- Text provided
The presentation of hypoactive sexual desire disorder in premenopausal women

Nancy N Maserejian, Jan L Shifren, Sharon J Parish, Glenn D Braunstein, Eric P Gerstenberger, Raymond C Rosen
Journal of Sexual Medicine 2010, 7 (10): 3439-48

INTRODUCTION: Little is known about the clinical presentation of hypoactive sexual desire disorder (HSDD) in premenopausal women or their perceptions of sexual problems.

AIM: Describe characteristics of premenopausal women with clinically diagnosed acquired, generalized HSDD, and investigate factors perceived to contribute to desire problems.

METHODS: Cross-sectional analysis of baseline data from premenopausal women with clinically diagnosed and confirmed HSDD enrolled during the first year of the HSDD Registry for Women (N=400).

MAIN OUTCOME MEASURES: Relationship, demographic, and clinical characteristics were assessed by clinician's medical history review and self-administered questionnaire. Sexual desire function was measured by the validated Female Sexual Function Index (FSFI).

- Try it
Can you transcribe the abstract on hypoactive sexual desire disorder, starting at "INTRODUCTION: Little is" and ending at "for Women (N=400)."? The material that comes next has nothing to do with this.

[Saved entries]
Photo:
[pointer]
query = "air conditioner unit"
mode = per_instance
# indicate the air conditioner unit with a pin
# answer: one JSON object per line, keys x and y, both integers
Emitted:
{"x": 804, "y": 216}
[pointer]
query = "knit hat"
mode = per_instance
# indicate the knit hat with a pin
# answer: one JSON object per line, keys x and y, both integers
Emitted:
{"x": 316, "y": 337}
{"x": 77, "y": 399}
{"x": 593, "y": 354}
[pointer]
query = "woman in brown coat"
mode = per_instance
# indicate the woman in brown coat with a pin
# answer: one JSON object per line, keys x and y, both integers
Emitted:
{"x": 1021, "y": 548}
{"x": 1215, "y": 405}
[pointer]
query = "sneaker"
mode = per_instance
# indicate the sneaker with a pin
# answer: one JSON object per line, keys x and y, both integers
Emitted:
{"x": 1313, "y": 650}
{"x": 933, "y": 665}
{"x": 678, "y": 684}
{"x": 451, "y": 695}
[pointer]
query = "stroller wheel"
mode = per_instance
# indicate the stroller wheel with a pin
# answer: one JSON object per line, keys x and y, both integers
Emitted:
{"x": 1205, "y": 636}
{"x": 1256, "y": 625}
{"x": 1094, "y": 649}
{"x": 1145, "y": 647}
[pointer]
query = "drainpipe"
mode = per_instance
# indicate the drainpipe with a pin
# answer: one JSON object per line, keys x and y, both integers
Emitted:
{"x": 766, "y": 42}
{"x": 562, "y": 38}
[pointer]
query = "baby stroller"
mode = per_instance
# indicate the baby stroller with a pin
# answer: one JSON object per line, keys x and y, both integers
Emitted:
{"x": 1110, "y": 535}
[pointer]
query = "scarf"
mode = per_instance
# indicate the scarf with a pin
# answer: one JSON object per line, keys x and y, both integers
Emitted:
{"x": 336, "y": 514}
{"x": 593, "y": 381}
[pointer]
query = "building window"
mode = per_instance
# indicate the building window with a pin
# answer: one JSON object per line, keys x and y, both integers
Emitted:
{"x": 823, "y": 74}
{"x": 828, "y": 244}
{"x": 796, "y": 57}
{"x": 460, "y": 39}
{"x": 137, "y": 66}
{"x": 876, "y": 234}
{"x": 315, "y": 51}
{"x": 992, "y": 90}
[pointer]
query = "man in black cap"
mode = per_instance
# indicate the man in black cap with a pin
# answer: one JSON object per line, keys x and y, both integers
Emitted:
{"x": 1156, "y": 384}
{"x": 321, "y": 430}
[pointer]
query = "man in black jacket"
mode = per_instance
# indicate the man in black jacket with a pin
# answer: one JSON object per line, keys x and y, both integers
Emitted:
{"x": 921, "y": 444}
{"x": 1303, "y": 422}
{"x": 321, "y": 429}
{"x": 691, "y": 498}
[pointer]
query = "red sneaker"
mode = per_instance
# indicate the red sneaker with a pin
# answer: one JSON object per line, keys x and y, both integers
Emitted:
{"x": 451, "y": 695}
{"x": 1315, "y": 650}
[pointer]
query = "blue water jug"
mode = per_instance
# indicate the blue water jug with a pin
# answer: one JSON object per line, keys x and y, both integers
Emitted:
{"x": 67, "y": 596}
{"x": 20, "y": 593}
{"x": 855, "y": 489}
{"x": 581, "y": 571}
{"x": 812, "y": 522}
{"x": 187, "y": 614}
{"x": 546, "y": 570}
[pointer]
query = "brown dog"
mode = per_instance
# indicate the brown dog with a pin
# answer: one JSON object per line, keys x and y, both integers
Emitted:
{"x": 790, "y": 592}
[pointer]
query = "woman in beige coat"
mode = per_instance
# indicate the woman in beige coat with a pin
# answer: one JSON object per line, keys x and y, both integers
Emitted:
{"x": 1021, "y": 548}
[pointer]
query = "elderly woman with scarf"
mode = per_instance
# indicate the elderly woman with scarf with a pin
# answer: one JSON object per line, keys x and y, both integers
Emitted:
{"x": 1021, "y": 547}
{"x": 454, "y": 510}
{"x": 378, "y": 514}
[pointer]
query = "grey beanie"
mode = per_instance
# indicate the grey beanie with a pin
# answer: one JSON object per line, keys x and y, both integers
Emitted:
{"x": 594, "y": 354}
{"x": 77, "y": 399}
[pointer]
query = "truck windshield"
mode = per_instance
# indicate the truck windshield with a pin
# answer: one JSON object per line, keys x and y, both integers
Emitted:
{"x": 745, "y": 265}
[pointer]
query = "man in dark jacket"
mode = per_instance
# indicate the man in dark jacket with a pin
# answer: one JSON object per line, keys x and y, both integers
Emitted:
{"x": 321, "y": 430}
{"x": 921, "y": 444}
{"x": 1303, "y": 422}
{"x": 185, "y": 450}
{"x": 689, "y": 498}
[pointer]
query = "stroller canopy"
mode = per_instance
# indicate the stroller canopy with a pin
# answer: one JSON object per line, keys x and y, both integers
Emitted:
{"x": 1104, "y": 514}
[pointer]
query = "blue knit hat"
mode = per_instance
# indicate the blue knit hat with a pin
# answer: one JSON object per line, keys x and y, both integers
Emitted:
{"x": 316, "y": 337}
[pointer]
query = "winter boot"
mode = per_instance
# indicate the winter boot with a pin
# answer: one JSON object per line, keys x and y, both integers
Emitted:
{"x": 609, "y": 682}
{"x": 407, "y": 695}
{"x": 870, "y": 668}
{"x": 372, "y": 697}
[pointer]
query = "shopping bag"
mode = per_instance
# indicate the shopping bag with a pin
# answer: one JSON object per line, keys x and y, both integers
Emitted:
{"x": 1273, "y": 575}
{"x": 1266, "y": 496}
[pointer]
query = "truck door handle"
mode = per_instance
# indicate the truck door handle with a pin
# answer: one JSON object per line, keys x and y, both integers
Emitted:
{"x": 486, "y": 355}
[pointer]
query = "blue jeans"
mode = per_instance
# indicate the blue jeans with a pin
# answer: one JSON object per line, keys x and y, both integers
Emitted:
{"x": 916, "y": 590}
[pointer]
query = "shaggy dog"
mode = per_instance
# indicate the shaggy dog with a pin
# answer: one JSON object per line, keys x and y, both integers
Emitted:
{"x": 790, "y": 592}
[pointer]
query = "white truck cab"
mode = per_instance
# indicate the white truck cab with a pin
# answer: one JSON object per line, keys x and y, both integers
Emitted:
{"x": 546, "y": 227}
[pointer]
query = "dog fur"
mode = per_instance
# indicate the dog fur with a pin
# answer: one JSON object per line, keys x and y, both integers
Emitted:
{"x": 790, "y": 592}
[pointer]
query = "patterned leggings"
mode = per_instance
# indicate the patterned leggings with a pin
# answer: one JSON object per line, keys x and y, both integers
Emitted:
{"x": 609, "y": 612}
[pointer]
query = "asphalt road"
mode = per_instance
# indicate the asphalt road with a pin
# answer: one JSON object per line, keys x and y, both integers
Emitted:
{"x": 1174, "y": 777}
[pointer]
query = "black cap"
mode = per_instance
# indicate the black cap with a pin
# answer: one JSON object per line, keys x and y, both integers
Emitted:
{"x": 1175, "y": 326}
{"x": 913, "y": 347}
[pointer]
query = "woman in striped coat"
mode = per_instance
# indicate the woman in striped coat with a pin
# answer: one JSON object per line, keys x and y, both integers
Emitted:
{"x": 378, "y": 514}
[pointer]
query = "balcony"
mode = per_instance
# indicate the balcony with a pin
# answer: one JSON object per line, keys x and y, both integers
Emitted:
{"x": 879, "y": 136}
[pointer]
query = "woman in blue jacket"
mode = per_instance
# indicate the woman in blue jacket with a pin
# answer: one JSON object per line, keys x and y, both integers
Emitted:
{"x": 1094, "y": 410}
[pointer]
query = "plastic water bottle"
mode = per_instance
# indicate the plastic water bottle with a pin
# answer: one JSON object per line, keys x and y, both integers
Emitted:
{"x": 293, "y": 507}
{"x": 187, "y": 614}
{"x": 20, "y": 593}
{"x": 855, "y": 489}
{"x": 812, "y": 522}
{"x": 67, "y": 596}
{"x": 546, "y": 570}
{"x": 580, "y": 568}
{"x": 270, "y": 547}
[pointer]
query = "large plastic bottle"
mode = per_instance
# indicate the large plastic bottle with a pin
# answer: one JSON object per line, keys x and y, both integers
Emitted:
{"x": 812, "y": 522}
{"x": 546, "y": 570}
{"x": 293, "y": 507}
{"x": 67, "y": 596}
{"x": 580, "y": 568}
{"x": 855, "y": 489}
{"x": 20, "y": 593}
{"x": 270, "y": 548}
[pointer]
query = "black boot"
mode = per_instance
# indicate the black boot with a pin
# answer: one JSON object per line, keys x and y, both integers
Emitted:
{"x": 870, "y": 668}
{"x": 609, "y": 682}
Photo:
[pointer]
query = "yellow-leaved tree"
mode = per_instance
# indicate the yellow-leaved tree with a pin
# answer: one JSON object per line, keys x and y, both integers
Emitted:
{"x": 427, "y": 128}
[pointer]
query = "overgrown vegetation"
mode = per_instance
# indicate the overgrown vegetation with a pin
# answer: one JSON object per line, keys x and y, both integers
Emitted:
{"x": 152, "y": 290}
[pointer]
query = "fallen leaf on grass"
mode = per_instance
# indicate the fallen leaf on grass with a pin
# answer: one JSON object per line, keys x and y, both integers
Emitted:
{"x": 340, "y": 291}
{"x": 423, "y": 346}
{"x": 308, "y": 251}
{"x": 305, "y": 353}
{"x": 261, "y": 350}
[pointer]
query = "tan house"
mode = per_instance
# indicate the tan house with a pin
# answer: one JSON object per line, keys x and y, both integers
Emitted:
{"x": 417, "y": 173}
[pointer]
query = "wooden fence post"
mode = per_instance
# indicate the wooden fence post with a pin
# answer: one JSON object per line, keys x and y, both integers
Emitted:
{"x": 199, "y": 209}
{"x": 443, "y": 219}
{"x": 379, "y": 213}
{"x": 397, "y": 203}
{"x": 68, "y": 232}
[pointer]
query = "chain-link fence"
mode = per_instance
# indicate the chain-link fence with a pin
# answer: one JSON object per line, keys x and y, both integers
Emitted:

- Written solution
INTRODUCTION: Little is known about the clinical presentation of hypoactive sexual desire disorder (HSDD) in premenopausal women or their perceptions of sexual problems.

AIM: Describe characteristics of premenopausal women with clinically diagnosed acquired, generalized HSDD, and investigate factors perceived to contribute to desire problems.

METHODS: Cross-sectional analysis of baseline data from premenopausal women with clinically diagnosed and confirmed HSDD enrolled during the first year of the HSDD Registry for Women (N=400).